## BEGIN Provided records
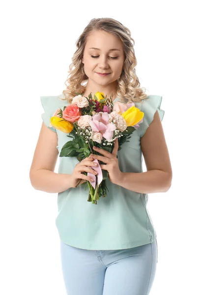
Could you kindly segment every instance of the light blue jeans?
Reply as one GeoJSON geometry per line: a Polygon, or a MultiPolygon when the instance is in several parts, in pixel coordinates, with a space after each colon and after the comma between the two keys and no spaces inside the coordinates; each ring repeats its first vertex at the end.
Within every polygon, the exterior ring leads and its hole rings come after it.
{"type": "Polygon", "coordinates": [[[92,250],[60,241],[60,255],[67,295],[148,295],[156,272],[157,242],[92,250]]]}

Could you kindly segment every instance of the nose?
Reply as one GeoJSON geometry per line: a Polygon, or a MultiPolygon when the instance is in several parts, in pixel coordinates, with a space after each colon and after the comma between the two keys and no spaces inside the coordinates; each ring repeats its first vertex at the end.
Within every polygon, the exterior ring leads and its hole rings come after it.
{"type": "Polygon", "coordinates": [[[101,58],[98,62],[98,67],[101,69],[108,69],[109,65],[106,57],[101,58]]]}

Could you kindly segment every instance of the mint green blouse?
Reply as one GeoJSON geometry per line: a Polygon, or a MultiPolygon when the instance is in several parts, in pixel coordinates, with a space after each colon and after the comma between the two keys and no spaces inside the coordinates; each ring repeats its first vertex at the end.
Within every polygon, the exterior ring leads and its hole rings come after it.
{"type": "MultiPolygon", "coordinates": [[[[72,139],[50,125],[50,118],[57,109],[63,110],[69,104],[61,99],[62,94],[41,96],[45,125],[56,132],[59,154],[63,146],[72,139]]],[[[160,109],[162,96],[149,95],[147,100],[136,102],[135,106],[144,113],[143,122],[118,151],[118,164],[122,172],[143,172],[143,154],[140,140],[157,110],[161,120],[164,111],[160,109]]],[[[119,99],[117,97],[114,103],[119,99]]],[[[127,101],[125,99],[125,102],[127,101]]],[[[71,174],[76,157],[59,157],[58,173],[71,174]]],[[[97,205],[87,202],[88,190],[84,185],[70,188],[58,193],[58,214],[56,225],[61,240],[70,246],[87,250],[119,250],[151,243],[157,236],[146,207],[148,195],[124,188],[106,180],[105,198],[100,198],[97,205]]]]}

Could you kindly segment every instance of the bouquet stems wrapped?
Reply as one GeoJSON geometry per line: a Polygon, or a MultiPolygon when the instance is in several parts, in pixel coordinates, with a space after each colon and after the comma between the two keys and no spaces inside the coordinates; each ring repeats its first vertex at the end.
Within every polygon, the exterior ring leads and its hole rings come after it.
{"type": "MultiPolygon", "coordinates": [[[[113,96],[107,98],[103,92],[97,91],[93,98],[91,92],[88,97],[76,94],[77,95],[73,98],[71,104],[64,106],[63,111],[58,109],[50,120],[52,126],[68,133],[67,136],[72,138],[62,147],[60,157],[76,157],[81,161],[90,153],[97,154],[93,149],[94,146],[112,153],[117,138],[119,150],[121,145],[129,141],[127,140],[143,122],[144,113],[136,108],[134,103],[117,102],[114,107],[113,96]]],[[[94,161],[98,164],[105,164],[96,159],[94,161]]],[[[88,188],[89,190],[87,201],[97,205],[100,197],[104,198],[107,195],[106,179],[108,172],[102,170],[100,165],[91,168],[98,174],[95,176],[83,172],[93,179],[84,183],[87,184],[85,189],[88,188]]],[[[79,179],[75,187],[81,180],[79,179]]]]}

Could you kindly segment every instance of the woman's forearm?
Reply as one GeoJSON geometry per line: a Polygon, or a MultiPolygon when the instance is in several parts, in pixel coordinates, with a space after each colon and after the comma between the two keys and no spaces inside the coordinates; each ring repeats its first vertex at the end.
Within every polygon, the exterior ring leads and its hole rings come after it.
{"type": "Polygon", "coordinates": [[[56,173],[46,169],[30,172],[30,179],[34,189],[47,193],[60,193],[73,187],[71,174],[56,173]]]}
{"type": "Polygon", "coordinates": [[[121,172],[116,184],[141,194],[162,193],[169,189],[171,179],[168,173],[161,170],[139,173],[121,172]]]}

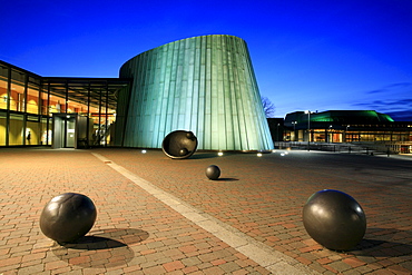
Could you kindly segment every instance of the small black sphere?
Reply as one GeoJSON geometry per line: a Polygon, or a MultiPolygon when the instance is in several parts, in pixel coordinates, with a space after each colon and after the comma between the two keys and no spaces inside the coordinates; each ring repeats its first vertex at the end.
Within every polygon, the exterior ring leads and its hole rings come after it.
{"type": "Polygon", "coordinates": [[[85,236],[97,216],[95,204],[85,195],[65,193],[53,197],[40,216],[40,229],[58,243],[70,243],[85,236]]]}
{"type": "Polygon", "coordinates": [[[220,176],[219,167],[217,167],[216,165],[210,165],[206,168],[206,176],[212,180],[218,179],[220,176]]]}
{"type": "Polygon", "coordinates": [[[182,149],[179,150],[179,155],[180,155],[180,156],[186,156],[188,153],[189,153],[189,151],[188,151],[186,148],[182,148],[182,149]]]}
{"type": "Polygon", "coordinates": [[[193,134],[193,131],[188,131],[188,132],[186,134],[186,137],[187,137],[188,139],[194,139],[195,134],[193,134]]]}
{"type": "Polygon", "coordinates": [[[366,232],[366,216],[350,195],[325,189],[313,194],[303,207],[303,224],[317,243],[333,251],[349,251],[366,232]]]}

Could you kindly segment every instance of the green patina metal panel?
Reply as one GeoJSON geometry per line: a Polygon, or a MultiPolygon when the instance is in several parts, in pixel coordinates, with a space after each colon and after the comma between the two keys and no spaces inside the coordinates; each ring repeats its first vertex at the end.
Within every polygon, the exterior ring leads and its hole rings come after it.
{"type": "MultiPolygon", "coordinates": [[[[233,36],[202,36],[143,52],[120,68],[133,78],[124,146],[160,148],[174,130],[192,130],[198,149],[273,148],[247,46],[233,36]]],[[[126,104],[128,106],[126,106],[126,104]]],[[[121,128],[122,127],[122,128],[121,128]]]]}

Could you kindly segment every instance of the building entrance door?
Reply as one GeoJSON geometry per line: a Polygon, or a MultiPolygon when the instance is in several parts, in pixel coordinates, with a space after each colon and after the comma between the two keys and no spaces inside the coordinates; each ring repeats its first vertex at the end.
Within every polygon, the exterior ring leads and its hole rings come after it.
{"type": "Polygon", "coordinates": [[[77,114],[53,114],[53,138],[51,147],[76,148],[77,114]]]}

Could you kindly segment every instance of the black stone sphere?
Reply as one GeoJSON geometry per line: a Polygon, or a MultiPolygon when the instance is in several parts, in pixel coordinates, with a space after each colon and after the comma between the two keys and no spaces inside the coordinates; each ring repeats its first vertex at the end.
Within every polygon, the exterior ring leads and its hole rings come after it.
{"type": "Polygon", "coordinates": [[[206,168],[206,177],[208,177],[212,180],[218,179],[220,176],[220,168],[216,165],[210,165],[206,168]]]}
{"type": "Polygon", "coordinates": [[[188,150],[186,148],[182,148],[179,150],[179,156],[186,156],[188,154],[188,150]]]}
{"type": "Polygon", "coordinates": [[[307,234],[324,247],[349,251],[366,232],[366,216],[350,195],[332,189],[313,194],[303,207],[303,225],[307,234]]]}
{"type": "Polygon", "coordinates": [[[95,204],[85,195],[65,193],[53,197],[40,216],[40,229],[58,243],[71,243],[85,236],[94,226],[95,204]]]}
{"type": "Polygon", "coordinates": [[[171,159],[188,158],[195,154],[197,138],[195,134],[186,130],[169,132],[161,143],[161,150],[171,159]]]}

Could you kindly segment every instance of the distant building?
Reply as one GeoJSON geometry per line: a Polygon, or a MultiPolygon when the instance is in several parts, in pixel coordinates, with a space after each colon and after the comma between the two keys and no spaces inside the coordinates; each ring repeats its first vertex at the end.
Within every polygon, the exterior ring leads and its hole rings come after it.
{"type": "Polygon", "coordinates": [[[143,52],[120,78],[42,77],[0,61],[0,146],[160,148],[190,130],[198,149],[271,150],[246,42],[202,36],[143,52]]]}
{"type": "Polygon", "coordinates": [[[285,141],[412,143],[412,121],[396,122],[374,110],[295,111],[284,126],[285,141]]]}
## END Provided records
What the task requires - Return each line above that contains the string "building".

Task result -
Could you kindly segment every instance of the building entrance door?
Could you kindly segment every instance of the distant building?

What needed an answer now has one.